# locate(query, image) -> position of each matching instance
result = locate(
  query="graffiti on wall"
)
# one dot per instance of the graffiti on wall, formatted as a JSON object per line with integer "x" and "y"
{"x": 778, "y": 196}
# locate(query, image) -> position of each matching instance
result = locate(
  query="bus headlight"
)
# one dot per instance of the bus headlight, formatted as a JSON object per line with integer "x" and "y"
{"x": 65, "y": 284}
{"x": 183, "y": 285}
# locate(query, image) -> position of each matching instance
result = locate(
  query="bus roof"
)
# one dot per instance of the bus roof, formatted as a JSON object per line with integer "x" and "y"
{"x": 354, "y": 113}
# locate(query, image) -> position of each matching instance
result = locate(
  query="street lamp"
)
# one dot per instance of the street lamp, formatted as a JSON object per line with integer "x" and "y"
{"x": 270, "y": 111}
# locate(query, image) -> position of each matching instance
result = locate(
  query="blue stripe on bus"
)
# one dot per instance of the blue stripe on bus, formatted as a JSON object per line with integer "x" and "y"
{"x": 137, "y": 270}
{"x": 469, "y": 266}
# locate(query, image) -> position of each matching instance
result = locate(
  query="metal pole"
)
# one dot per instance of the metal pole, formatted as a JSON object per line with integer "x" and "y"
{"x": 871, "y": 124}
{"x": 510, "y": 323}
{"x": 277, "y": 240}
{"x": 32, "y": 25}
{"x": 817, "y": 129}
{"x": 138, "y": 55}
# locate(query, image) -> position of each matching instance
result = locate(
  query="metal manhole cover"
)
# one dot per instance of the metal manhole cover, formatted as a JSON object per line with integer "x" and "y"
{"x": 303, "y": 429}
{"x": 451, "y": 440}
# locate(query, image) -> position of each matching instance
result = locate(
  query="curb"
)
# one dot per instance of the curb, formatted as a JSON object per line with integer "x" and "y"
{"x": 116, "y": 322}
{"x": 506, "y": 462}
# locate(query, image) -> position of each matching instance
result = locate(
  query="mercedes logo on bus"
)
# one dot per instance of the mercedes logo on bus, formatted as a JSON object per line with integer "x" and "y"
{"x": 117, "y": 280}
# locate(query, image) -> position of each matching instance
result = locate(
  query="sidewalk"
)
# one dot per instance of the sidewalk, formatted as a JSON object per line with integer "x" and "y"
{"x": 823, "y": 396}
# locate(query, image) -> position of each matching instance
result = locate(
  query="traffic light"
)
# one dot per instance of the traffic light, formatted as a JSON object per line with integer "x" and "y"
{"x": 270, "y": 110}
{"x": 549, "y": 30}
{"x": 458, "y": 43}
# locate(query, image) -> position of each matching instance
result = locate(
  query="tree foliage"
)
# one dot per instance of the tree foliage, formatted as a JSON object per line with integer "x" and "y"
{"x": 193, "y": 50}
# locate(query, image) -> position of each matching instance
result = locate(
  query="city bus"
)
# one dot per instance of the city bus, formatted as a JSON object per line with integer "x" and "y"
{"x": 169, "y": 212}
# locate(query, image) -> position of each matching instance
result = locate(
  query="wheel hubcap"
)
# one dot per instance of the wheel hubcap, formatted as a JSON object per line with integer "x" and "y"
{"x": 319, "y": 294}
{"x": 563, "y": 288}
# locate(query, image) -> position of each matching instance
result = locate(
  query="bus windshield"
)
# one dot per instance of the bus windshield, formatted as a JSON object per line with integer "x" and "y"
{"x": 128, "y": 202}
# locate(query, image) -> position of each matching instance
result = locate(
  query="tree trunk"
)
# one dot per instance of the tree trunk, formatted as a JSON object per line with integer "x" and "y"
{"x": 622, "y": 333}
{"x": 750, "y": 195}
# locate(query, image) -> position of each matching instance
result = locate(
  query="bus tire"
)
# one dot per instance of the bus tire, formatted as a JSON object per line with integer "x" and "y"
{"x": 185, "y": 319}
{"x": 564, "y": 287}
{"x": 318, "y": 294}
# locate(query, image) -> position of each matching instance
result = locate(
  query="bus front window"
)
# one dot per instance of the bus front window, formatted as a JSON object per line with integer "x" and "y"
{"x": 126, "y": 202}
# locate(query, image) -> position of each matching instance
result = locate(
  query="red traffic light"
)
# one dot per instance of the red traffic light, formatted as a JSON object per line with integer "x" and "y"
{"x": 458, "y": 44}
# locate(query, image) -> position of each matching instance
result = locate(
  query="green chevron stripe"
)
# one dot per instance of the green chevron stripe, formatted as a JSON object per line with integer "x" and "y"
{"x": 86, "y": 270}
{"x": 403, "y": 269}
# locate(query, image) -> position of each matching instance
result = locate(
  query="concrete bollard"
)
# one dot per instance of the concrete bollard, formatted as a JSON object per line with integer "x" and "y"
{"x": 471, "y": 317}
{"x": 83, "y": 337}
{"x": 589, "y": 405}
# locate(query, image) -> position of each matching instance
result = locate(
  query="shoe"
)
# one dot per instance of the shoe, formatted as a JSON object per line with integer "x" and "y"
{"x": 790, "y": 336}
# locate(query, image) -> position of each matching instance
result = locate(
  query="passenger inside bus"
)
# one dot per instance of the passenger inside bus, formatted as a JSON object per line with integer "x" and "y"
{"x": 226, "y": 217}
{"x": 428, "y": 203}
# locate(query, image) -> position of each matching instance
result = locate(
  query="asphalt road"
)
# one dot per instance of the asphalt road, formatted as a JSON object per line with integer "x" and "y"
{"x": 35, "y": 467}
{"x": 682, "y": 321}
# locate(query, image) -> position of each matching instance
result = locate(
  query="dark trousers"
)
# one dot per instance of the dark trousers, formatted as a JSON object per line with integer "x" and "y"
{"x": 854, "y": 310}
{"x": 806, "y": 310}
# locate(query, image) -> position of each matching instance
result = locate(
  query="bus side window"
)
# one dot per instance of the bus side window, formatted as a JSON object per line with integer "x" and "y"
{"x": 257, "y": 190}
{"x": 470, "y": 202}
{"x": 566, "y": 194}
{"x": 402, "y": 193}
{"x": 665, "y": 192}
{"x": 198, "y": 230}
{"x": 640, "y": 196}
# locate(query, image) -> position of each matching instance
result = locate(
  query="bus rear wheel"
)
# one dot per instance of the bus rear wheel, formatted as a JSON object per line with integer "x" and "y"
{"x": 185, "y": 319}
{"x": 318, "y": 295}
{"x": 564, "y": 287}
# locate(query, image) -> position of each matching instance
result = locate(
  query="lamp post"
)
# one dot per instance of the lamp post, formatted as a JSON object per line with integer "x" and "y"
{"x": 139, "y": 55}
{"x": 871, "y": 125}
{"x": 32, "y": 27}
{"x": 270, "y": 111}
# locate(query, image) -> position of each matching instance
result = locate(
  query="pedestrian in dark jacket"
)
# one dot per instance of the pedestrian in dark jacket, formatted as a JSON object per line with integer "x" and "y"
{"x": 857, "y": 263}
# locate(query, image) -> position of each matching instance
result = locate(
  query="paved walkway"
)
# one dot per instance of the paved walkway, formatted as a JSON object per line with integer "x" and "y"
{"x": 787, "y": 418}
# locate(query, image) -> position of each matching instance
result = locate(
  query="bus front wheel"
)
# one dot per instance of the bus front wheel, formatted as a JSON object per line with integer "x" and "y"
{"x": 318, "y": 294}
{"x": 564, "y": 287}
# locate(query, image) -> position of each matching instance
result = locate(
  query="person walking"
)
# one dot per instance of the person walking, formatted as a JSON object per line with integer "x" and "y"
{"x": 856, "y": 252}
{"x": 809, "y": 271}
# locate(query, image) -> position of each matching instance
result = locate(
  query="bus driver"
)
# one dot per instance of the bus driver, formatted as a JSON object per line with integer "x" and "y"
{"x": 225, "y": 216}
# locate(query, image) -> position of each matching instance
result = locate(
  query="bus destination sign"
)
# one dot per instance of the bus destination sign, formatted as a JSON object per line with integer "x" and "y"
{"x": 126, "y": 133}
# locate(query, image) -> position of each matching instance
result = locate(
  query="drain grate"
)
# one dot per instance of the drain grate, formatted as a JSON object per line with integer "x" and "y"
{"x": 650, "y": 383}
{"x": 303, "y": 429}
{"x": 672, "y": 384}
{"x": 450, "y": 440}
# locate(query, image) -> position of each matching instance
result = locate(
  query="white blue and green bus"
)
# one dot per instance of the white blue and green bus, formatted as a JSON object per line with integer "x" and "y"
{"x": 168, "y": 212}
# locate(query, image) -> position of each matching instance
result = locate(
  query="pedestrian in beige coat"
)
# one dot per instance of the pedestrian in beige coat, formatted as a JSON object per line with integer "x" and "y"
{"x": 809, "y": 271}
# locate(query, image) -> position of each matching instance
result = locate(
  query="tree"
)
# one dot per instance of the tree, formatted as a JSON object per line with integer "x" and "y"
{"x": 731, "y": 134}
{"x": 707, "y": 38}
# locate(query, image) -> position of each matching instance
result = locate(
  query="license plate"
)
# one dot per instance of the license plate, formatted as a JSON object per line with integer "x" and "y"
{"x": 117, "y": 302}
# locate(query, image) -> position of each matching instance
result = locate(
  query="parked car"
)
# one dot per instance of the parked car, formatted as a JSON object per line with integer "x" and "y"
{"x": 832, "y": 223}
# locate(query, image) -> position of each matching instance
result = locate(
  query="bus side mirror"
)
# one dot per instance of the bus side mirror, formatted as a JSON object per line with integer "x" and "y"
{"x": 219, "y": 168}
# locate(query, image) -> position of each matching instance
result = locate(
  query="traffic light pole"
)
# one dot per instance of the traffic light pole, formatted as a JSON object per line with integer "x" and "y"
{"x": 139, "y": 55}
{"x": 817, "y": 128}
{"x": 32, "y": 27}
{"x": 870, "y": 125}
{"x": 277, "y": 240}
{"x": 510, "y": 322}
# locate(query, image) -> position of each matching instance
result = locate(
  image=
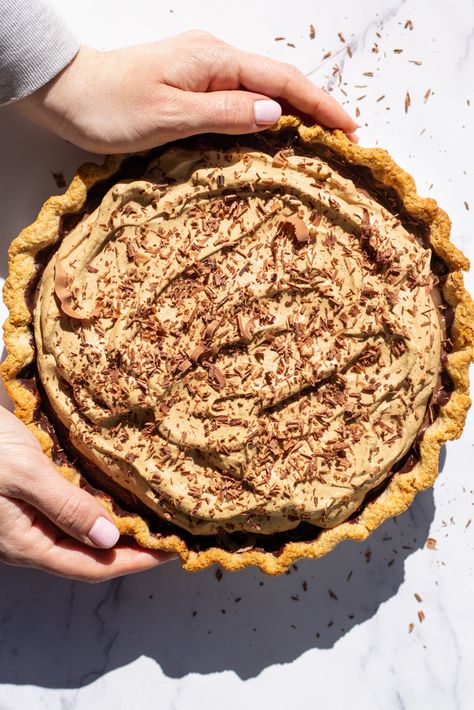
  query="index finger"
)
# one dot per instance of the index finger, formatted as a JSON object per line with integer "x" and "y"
{"x": 69, "y": 558}
{"x": 279, "y": 80}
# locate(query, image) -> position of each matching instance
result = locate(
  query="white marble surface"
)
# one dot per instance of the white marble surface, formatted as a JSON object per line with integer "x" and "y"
{"x": 171, "y": 639}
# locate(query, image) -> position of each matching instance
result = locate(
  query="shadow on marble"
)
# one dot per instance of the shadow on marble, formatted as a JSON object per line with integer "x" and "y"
{"x": 62, "y": 634}
{"x": 25, "y": 190}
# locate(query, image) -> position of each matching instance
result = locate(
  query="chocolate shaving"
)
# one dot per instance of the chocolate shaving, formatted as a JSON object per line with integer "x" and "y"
{"x": 202, "y": 352}
{"x": 297, "y": 228}
{"x": 62, "y": 289}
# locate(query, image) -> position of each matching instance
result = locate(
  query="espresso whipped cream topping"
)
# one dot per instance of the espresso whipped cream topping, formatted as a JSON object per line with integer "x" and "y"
{"x": 242, "y": 341}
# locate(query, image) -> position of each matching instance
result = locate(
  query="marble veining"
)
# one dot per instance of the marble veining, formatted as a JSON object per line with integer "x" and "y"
{"x": 182, "y": 641}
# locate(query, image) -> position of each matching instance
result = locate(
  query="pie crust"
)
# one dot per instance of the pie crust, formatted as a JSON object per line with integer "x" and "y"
{"x": 44, "y": 234}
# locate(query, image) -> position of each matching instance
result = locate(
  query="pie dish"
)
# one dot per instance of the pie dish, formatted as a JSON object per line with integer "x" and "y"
{"x": 249, "y": 348}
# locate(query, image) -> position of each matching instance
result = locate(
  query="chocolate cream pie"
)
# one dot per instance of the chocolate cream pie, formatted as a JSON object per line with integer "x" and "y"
{"x": 250, "y": 348}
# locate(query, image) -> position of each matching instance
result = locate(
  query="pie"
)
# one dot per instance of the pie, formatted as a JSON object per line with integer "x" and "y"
{"x": 249, "y": 348}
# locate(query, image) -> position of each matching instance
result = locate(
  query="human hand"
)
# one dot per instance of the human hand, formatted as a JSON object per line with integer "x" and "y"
{"x": 138, "y": 97}
{"x": 49, "y": 523}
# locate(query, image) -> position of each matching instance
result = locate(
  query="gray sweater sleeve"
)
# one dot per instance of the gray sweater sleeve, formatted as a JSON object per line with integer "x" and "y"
{"x": 35, "y": 44}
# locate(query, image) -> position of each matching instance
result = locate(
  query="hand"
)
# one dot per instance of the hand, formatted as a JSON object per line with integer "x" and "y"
{"x": 137, "y": 97}
{"x": 49, "y": 523}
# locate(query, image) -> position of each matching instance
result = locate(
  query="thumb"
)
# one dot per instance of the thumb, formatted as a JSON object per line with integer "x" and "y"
{"x": 230, "y": 112}
{"x": 72, "y": 509}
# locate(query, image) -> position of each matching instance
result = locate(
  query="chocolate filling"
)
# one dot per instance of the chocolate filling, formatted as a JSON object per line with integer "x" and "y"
{"x": 133, "y": 167}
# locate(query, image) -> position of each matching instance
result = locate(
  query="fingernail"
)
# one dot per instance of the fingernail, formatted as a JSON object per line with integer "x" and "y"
{"x": 103, "y": 533}
{"x": 266, "y": 112}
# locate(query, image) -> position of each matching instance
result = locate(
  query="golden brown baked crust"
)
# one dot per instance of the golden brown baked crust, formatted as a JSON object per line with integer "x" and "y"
{"x": 401, "y": 489}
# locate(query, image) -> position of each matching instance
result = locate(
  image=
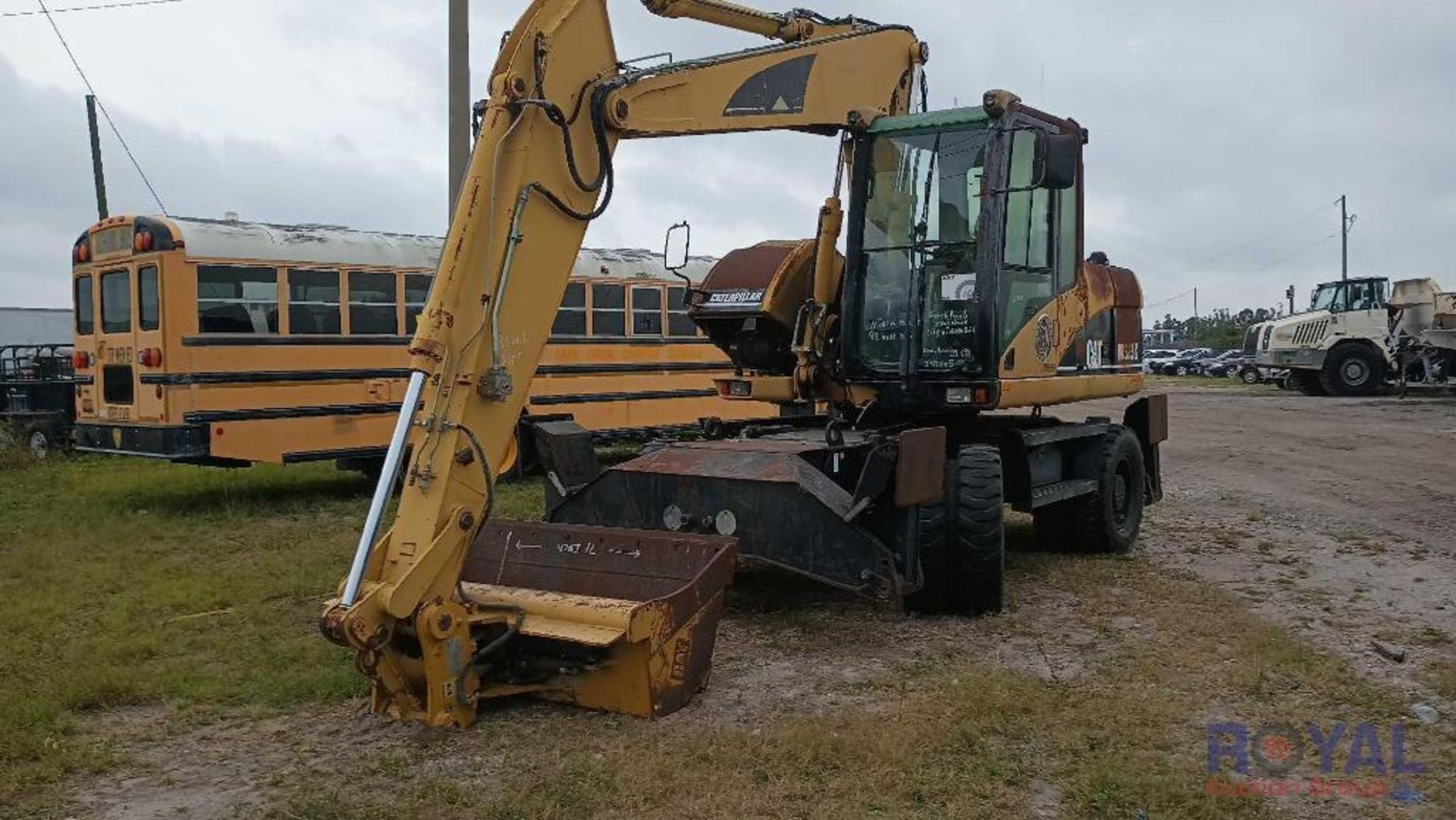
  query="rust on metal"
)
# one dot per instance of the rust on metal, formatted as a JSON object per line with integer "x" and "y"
{"x": 651, "y": 601}
{"x": 921, "y": 467}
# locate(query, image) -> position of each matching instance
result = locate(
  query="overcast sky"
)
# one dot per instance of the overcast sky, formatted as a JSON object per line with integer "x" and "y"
{"x": 1222, "y": 133}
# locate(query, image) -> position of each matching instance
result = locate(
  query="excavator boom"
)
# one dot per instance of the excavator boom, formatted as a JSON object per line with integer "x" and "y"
{"x": 444, "y": 608}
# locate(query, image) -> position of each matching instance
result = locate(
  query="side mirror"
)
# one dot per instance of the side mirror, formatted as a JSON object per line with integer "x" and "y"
{"x": 674, "y": 250}
{"x": 1056, "y": 161}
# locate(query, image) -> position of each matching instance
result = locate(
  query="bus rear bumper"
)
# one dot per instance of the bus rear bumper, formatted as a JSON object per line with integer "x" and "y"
{"x": 178, "y": 443}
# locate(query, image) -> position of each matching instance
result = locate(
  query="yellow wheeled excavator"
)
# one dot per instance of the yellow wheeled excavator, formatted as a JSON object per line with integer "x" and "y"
{"x": 962, "y": 293}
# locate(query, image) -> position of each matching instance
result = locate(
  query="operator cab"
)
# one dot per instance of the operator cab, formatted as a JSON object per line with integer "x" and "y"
{"x": 1351, "y": 294}
{"x": 963, "y": 228}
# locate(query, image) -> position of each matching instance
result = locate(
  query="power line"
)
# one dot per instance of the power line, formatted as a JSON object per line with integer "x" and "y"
{"x": 1266, "y": 235}
{"x": 107, "y": 114}
{"x": 89, "y": 8}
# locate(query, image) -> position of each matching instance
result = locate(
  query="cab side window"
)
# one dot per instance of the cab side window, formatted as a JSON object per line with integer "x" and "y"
{"x": 1027, "y": 277}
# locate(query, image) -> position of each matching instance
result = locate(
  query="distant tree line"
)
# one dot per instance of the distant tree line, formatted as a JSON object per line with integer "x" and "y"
{"x": 1219, "y": 329}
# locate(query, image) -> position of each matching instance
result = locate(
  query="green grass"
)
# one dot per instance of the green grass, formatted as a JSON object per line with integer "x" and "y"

WHAT TO DO => Across the entries above, work out how many lines include the string "grass", and report only that figure.

SOLUTION TO THIS PROBLEM => 2